■ Do this
Rewrite every line of the records below except the pictures. Multiply each number in the answer coordinates by 1.9 and round to a whole number, with halves rounding up, but leave the sample coordinates in the instructions unchanged.

=== Available records ===

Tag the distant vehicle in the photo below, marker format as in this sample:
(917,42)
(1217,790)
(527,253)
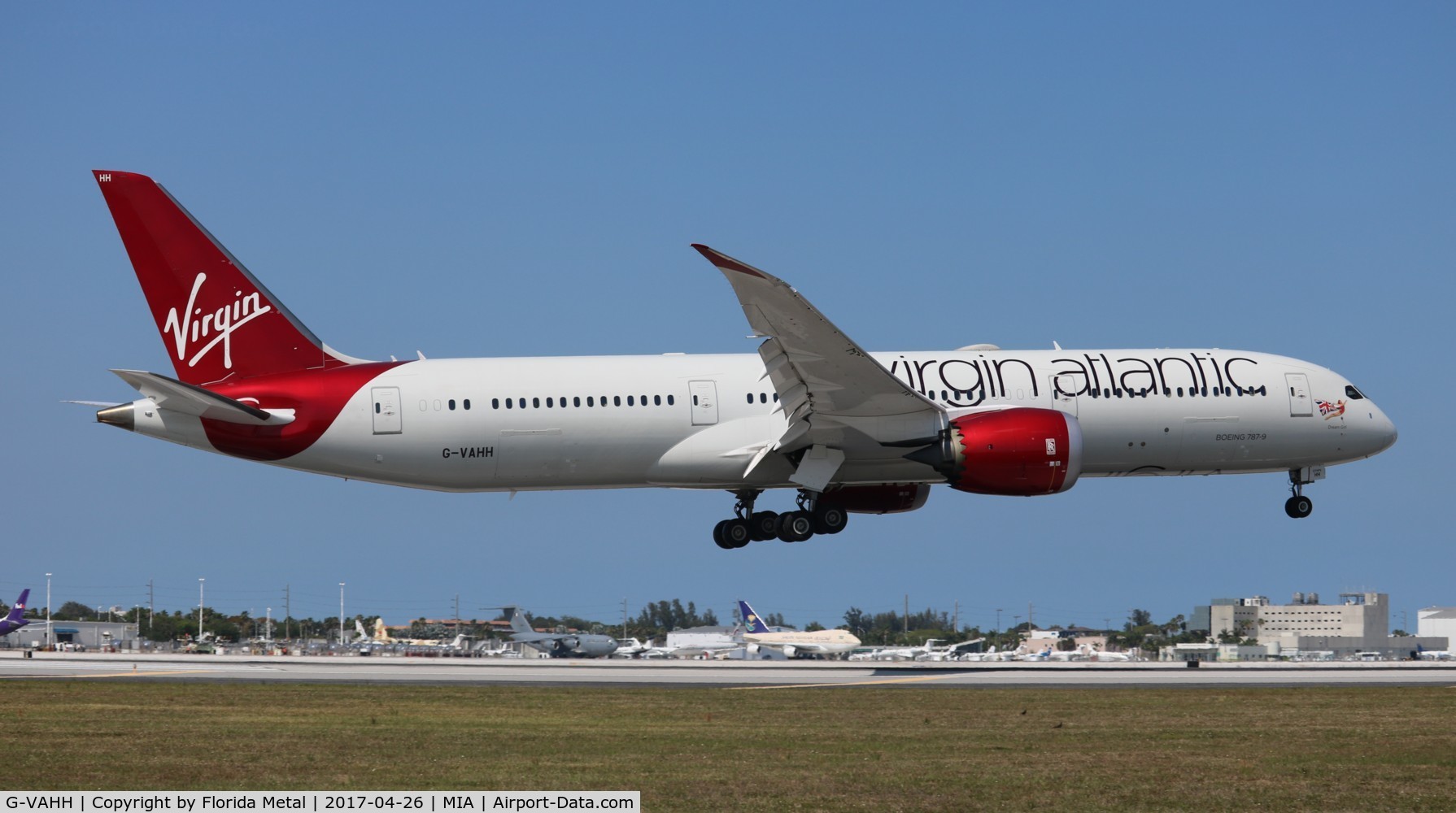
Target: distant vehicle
(900,652)
(560,645)
(794,643)
(14,620)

===

■ Answer
Tag the distant vehicle in the photo below, marker format as in this sample:
(917,42)
(1217,790)
(527,253)
Target: distant vehicle
(1710,1239)
(1064,1226)
(1509,1222)
(27,1178)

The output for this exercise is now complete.